Nenne das Gründungsjahr des St. Matthäus Kirchhofs, das im Text über kulturelle Angebote auf Friedhöfen angegeben ist.

> **TEXTABSCHNITT**:
__________________________________________________

Die Lebenden auf den Friedhof holen

Von Matthias Bertsch · 30.06.2012
Um die Friedhöfe - gerade in den Großstädten - als Orte der Kultur- und Stadtgeschichte zu erhalten, haben sich inzwischen zahlreiche Vereine gegründet. Und auch die Kirche hat die Initiative ergriffen. Gemeinsam versucht man, mit kulturellen Angeboten auf Friedhöfen deutlich zu machen, dass diese nicht nur Orte von Tod und Trauer sein müssen.
"Sie gestatten: Grimm mein Name, Wilhelm Grimm, Professor Wilhelm Grimm von der Berliner Universität. Ich freue mich sehr, dass Sie so zahlreich heute zu meinem Geburtstag gekommen sind. Ich möchte Ihnen heute, zur Feier meines Geburtstages und zur Feier dieses Jubiläums, das wir dieses Jahr noch oft feiern werden, möchte ich Ihnen Märchen erzählen, alte Märchen, so wie wir sie damals gesammelt haben, aber auch Märchen aus anderen Ländern…"

Gerhard Moses Hess steht am Eingang des St. Matthäus Kirchhofs in Berlin-Schöneberg, um ihn herum ein Dutzend Menschen. Der Theaterpädagoge bietet regelmäßig poetische Führungen über den Friedhof an, für die er in verschiedene Rollen schlüpft - eine davon ist Wilhelm Grimm, der hier begraben liegt. Hess erzählt den Besuchern aber nicht nur Märchen und Geschichten über einzelne Gräber, sondern auch die Geschichte des Ortes - von seiner Gründung 1856 bis zur Eröffnung des Cafés im ehemaligen Verwaltungsgebäude vor wenigen Jahren.

__________________________________________________

> **INHALT DES DATENSATZES**:

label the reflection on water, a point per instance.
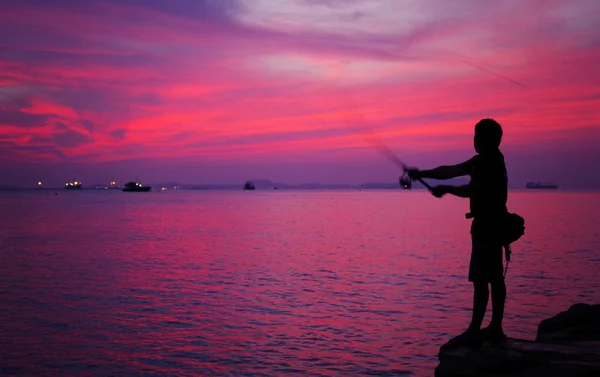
(267, 283)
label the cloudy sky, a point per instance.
(207, 91)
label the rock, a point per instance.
(580, 322)
(569, 357)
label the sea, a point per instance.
(268, 283)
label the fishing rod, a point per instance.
(375, 141)
(405, 180)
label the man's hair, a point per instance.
(490, 132)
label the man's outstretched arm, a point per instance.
(460, 191)
(443, 172)
(446, 171)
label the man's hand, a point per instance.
(439, 191)
(414, 173)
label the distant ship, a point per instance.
(541, 185)
(136, 187)
(73, 185)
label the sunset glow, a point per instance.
(172, 89)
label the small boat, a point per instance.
(541, 185)
(73, 185)
(135, 187)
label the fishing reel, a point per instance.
(405, 181)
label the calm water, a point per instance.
(267, 283)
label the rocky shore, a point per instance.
(566, 345)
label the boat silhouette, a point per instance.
(136, 187)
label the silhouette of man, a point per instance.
(487, 193)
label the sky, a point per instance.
(221, 91)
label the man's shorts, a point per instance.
(486, 261)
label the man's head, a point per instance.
(488, 134)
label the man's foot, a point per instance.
(494, 335)
(468, 338)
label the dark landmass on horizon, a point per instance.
(260, 184)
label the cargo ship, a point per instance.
(541, 185)
(73, 185)
(136, 187)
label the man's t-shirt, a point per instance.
(489, 186)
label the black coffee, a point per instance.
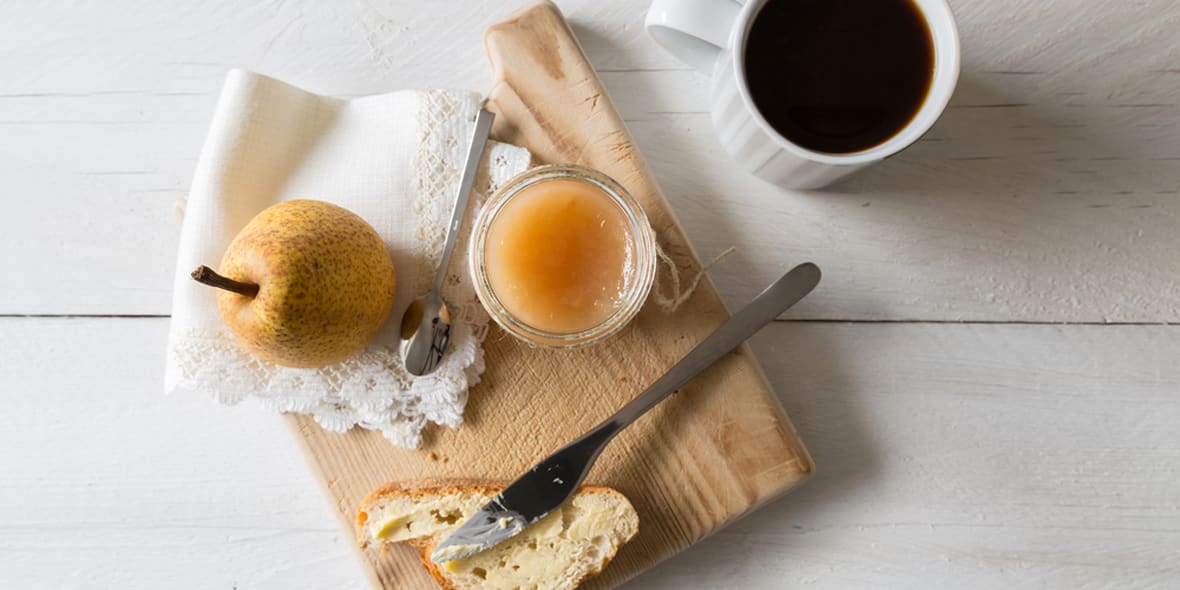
(839, 76)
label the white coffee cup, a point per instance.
(710, 35)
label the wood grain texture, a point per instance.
(721, 447)
(1049, 191)
(951, 456)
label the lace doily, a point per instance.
(371, 389)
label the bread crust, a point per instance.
(444, 487)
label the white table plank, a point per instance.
(957, 456)
(1050, 190)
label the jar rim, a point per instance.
(643, 261)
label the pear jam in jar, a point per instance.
(562, 256)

__________________________________________________

> **LÖSUNG**: 1856